## Start Listing
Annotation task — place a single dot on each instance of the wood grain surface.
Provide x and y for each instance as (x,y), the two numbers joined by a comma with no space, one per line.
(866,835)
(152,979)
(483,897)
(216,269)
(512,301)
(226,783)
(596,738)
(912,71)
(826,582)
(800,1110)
## End Listing
▶ Task goal
Copy the data above verbatim, every line in its original order.

▶ Task answer
Annotation task — place a single dot on each instance of the wood grain surface.
Provide x and y for each instance as (x,y), the two numbers joined by a comma with no space, one per line.
(866,835)
(152,979)
(483,897)
(216,269)
(512,301)
(226,783)
(596,738)
(912,71)
(826,582)
(800,1110)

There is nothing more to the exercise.